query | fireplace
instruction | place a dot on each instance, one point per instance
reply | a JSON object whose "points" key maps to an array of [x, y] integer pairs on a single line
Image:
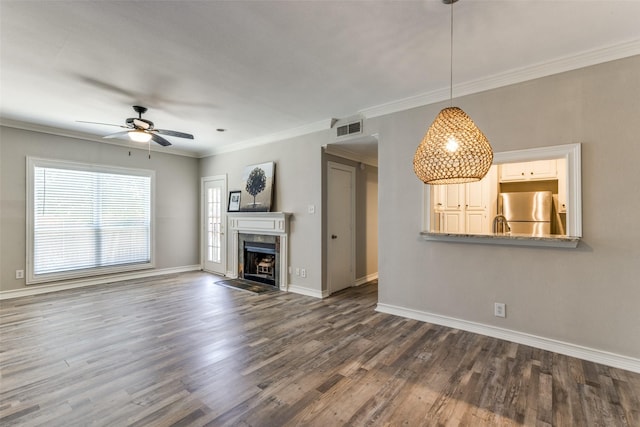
{"points": [[258, 261], [260, 247]]}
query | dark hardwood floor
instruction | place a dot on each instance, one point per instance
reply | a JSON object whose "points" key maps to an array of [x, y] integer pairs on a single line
{"points": [[182, 351]]}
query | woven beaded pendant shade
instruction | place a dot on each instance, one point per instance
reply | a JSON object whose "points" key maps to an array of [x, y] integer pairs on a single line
{"points": [[453, 150]]}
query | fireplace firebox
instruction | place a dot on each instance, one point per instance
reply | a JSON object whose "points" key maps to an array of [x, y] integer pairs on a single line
{"points": [[261, 227], [260, 262], [259, 258]]}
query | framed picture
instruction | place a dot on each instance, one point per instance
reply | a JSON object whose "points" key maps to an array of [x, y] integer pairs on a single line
{"points": [[257, 188], [234, 201]]}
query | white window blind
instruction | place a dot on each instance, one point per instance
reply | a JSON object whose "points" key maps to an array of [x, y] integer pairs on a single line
{"points": [[87, 219]]}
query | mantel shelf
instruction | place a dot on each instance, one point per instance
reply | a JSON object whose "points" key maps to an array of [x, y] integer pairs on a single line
{"points": [[504, 239]]}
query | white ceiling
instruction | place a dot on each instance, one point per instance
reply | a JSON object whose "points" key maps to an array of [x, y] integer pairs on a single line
{"points": [[264, 70]]}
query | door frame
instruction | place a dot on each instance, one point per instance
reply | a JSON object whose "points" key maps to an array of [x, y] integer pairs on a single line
{"points": [[352, 171], [203, 222]]}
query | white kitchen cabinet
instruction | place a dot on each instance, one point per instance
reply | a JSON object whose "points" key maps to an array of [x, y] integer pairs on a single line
{"points": [[528, 171], [464, 208]]}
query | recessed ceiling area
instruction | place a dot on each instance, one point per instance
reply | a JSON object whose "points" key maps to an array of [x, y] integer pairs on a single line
{"points": [[265, 70]]}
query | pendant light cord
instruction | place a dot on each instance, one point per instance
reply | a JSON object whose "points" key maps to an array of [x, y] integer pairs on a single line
{"points": [[451, 61]]}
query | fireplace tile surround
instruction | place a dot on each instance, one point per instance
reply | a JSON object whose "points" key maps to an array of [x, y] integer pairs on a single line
{"points": [[251, 226]]}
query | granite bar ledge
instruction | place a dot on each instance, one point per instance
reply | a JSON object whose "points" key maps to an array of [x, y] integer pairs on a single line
{"points": [[504, 239]]}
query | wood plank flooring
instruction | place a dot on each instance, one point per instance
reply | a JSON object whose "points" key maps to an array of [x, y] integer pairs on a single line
{"points": [[182, 351]]}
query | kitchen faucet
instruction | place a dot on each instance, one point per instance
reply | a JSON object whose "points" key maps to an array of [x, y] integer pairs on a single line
{"points": [[500, 222]]}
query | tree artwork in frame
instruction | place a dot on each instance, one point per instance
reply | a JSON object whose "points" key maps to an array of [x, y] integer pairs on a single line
{"points": [[257, 187], [234, 201]]}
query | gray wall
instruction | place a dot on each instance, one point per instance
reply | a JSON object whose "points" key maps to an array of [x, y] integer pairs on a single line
{"points": [[177, 195], [588, 296], [297, 185]]}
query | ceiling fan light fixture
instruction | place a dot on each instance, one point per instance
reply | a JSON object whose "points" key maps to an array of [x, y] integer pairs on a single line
{"points": [[454, 150], [139, 136]]}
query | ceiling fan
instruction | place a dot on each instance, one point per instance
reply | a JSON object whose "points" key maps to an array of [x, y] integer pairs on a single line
{"points": [[142, 130]]}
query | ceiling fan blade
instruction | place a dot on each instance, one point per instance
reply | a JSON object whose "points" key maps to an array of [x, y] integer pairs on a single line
{"points": [[174, 133], [117, 134], [105, 124], [160, 140]]}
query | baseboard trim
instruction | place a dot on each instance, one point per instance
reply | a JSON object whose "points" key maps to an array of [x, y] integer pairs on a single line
{"points": [[306, 291], [366, 279], [81, 283], [568, 349]]}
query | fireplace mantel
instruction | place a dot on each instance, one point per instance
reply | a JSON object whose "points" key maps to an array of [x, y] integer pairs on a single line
{"points": [[271, 223]]}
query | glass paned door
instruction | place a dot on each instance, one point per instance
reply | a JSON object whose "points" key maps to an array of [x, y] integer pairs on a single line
{"points": [[214, 206]]}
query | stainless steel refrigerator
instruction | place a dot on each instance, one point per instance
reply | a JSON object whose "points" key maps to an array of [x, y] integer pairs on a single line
{"points": [[527, 212]]}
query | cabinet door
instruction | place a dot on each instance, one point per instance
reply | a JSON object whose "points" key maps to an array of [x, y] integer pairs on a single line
{"points": [[454, 196], [453, 222], [513, 172], [476, 222], [543, 169]]}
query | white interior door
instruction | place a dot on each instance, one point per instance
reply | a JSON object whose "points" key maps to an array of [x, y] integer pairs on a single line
{"points": [[340, 226], [214, 207]]}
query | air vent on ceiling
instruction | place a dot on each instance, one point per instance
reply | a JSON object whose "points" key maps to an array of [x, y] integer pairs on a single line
{"points": [[351, 128]]}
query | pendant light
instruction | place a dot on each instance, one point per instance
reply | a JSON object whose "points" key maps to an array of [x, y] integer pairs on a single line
{"points": [[453, 150]]}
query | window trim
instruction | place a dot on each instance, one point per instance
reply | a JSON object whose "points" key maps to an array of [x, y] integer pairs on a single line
{"points": [[32, 163]]}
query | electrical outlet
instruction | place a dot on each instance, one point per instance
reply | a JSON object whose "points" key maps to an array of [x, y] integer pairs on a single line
{"points": [[499, 309]]}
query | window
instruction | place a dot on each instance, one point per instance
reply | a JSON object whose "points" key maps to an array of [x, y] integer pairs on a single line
{"points": [[85, 220]]}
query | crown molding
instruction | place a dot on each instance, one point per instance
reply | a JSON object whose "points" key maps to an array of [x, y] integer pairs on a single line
{"points": [[561, 65]]}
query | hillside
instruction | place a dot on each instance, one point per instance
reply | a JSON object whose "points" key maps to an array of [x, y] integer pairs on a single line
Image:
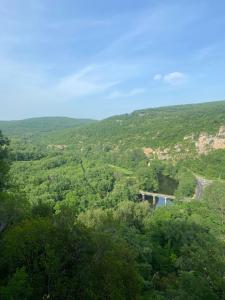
{"points": [[40, 125], [71, 215]]}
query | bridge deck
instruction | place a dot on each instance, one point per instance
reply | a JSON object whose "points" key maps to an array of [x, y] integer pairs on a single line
{"points": [[157, 195]]}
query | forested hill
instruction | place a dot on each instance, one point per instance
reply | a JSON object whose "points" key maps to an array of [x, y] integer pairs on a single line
{"points": [[158, 126], [40, 125], [73, 224]]}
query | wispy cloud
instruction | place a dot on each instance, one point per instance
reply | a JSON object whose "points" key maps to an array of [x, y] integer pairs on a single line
{"points": [[157, 77], [130, 93], [173, 78]]}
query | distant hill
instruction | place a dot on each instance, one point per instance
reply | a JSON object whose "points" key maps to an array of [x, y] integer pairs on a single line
{"points": [[156, 127], [40, 125]]}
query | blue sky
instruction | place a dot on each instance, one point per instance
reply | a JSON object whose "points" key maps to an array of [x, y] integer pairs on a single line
{"points": [[96, 58]]}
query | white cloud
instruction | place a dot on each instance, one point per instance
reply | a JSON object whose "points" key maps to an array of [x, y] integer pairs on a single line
{"points": [[157, 77], [120, 94], [174, 78]]}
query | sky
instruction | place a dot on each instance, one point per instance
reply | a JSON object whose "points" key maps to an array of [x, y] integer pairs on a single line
{"points": [[97, 58]]}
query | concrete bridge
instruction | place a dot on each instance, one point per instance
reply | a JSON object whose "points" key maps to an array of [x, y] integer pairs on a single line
{"points": [[154, 195]]}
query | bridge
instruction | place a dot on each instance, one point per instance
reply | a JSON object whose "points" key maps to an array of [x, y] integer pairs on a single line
{"points": [[154, 195]]}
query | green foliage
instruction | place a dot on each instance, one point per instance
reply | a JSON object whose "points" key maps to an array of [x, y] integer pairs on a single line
{"points": [[187, 184], [76, 228]]}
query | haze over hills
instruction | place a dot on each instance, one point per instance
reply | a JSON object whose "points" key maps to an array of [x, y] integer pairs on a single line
{"points": [[77, 183], [41, 125]]}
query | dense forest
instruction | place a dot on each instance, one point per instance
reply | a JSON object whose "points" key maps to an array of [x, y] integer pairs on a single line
{"points": [[73, 224]]}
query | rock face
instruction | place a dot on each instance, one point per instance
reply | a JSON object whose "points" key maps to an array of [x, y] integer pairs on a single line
{"points": [[207, 142]]}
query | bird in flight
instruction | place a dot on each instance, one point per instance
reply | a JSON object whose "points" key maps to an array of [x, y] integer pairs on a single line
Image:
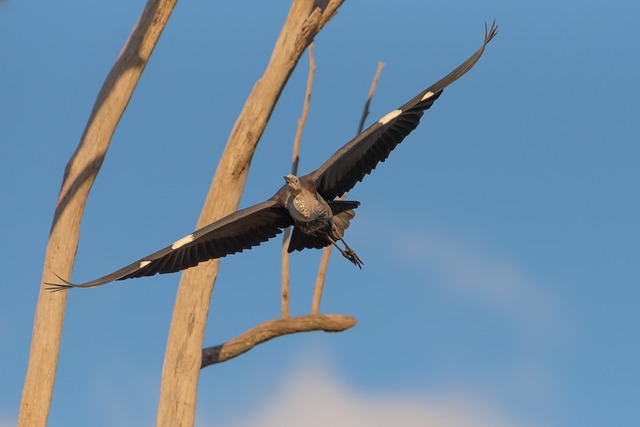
{"points": [[306, 202]]}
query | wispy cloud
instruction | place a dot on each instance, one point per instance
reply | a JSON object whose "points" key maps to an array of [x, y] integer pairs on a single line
{"points": [[313, 396]]}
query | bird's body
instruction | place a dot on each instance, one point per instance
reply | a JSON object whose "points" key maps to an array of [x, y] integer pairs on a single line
{"points": [[313, 217], [306, 202]]}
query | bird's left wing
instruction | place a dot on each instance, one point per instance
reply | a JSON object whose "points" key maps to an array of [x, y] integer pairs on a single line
{"points": [[241, 230], [360, 156]]}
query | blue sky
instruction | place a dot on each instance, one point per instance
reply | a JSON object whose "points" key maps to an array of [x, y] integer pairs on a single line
{"points": [[501, 240]]}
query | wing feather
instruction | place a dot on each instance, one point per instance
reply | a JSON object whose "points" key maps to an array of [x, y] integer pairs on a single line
{"points": [[241, 230], [351, 163]]}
---------------
## Directive
Extract, verbatim, the lines from the one containing "query | bird's left wing" through the last line of the listing above.

## Complete output
query | bird's left wing
instruction | place a dot on each instance, one point per instance
reply | a JSON object whose "points" key maps to an array of [x, y] integer pairs on a single line
{"points": [[241, 230], [360, 156]]}
query | blue sky
instruction | place a dot on each instance, one point per instance
reply | a JSON object whose "points" key maps to an array of [x, y] integer pairs on a single line
{"points": [[501, 240]]}
query | wing feather
instruction | place a dot on each instance, one point per instance
reply | a JSON object whose "points" key maps to an array of [x, y] integer pairs on a single line
{"points": [[241, 230], [351, 163]]}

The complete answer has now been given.